Reproduce word for word the portion of the text on TCJA depreciation and expensing starting at "IRS has issued" and ending at "beginning after 2017.".

[BEGIN Text extract]

This month’s highlight is on how the Tax Cuts and Jobs Act (TCJA) impacts depreciation and expensing. There are new rules & limits for depreciation and expensing under TCJA and it is critical to understand them because depreciation is likely the most commonly used deduction by businesses to reduce their taxable income and save taxes. item has gone through big changes under the TCJA.
IRS has issued a fact sheet that highlights some of the new rules and limitations for depreciation and expensing under the Tax Cuts and Jobs Act (TCJA; P.L. 115-97, 12/22/2017).
Increased expensing amounts. A taxpayer may elect to expense the cost of any Code Sec. 179 property (see below) and deduct it in the year the property is placed in service. The TCJA increased the maximum deduction from $500,000 to $1 million, and increased the phase-out threshold from $2 million to $2.5 million, effective for property placed in service in tax years beginning after 2017.
The TCJA also expanded the definition of Code Sec. 179 property, also effective for property placed in service in tax years beginning after 2017, to allow taxpayers to elect to include the following improvements made to nonresidential real property after the date when the property was first placed in service:
- Qualified improvement property, which means any improvement to a building’s interior, except improvements attributable to the enlargement of the building, any elevator or escalator, or the internal structural framework of the building.
- Roofs, HVAC, fire protection systems, alarm systems and security systems.
First-year bonus depreciation. The TCJA increased the bonus depreciation percentage from 50% to 100% for qualified property acquired and placed in service after Sept. 27, 2017, and before Jan. 1, 2023 (Jan. 1, 2024 for certain aircraft and property with longer production periods). The bonus depreciation percentage for qualified property that a taxpayer acquired before Sept. 28, 2017, and placed in service before Jan. 1, 2018, remains at 50%.
The definition of property eligible for 100% bonus depreciation was expanded to include used qualified property acquired and placed in service after Sept. 27, 2017 if:
- The taxpayer didn’t use the property at any time before acquiring it, or acquire the property from a related party or component member of a controlled group of corporations;
- The taxpayer’s basis of the used property is not figured in whole or in part by reference to the adjusted basis of the property in the hands of the seller or transferor, and is not figured under the provision for deciding basis of property acquired from a decedent.

[END Text extract]
[BEGIN Records shown]

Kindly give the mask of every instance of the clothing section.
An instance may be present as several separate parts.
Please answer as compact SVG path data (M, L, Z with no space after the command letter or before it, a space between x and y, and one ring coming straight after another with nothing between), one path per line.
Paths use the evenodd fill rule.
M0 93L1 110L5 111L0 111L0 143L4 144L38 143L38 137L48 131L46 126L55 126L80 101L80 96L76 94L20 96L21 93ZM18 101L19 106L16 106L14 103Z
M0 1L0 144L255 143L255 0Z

[END Records shown]

_Exercise result:_
IRS has issued a fact sheet that highlights some of the new rules and limitations for depreciation and expensing under the Tax Cuts and Jobs Act (TCJA; P.L. 115-97, 12/22/2017).
Increased expensing amounts. A taxpayer may elect to expense the cost of any Code Sec. 179 property (see below) and deduct it in the year the property is placed in service. The TCJA increased the maximum deduction from $500,000 to $1 million, and increased the phase-out threshold from $2 million to $2.5 million, effective for property placed in service in tax years beginning after 2017.